--- begin Passage given ---

According to consultant Philip Palaveev of Moss Adams in Seattle, there are not many firms with a national presence that rival Fisher Investments. While companies like Bernstein and J.P. Morgan and other large investment managers compete for the same clients, they don't have the same sales approach. There are local firms like Edelman Financial in the Washington, D.C., area who have a similar approach, but they have more of a local presence, he says.
While the rest of Wall Street talks up its open architecture model, Fisher plays up his proprietary-investment model. That means that reps don't place clients into mutual funds, separate accounts or other vehicles run by third parties. “In my mind, the competition that could go after this world isn't going about it right,” Fisher says. “They're trying to be a distributor or a manufacturer, and you can't conquer this world unless you do both.” That's because, according to Fisher, control is key. “When you give up control, you give up quality control and that is deadly in the financial-services business.” Fisher Investments, by contrast, has the best of both worlds, according to its founder. “When we manage portfolios we have complete control over what happens in the portfolio. We also have quality control over the distribution.”
Within the past several years a number of financial-services companies have moved away from proprietary products in favor of an open-architecture model. But the multifamily-office world has been slower to change. “Some 29 percent of private wealth groups have less than 25 percent in assets with outside managers; a few are still 100 percent proprietary,” according to a May 2006 report by Cerulli analyst Benjamin Poor. “Though the marketplace assumes that all distribution outlets have adopted open architecture, this is clearly not the case with private wealth groups,” the report states.

--- end Passage given ---
--- begin Data segment ---

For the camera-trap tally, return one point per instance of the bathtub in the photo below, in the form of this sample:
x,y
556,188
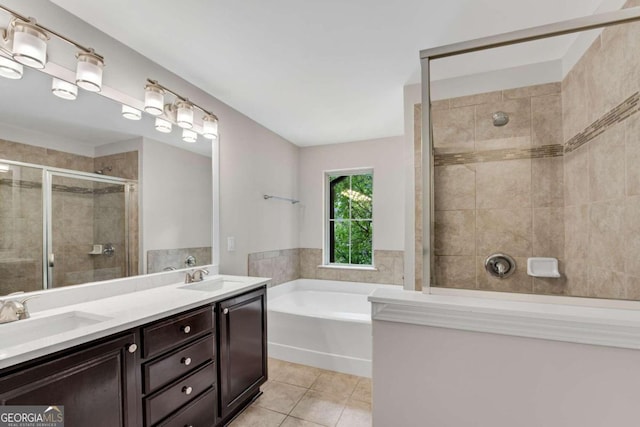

--- end Data segment ---

» **Directives**:
• A. Name every firm mentioned in the first paragraph of the passage on Fisher Investments.
• B. Continue the passage on Fisher Investments and proprietary investment models, starting after its final sentence.
The lines have nothing to do with the passage on Fisher Investments.

» **Results for each task**:
• A. Moss Adams, Fisher Investments, Bernstein, J.P. Morgan, Edelman Financial

• B.
What's more, Poor told Registered Rep. in an email interview, open architecture can be a hindrance at times. For example, he says, is it really open architecture if revenue sharing or other business considerations come into play? Is access to 1,000 managers helpful if you don't know which one to pick? How about if all the choice leads a person to chase performance? What about an investor who is either extremely wealthy or a high-ranking person in the government? In either case, discretion and working with limited, trusted partners might be more important, he says.
“Closed architecture is less of a problem when the in-house capabilities are strong, or when nominal rate of return is secondary to taxes, preservation, discretion, capital markets services (taking a family business public) and other factors,” Poor says.
In Fisher's mind, open architecture is clearly not the way to go. What he is trying to do is this: Build a business that works like a machine, but retains quality control, generating a low-termination rate and a higher growth rate for the firm and above-average returns for clients. And it seems to be working. For the 10 years ended June 30, 2006, his firm's average annualized return on high-net-worth clients' accounts was 11.5 percent, versus 9.8 percent for the S&P 500 and 7.9 percent for the Morgan Stanley World Index. What's more, Fisher says his client turnover is less than 5 percent per year; compared with about 5 percent for the private wealth industry at large, according to data from Cerulli. Fisher declined to give a more precise figure.
From Institutions to Kitchen Tables
Interestingly, the firm's target market at present — the high-net-worth client — was not an integral piece of business for the firm until several years into its tenure. The firm started primarily as an institutional shop, and it was a pioneer in small-cap value investing. Indeed, it wasn't until 1995 that Fisher really decided to ramp up the business, which has proved quite profitable for the firm. Two-thirds of its more than $32 billion of assets under management come from its high-net-worth business, which focuses on individuals with at least $500,000 of assets to invest with the firm.
“Clients are looking for a decision-maker who doesn't have a particular agenda. We don't have to work with shelf space or anything like that,” says Scott O'Brien, a senior vice president of Fisher Investments, whose responsibility is to meet with new and prospective clients in southern and central California. O'Brien, a Series 65-licensed rep who comes from a wirehouse background, says clients also like the personalized service that Fisher Investments provides.
At Fisher, each investment counselor works with 100 to 150 clients, as opposed to a wirehouse broker who could have 300 to 700 clients if they're big producers, he says.
To serve its roughly 16,000 client relationships, Fisher Investments has a little more than 850 employees, including 104 salespersons out in the field, 60 account executives for telephone sales, several hundred individuals in the client-services group, a research department, a trading operation and a three-person investment committee. Its annual revenue is in the $320 million range.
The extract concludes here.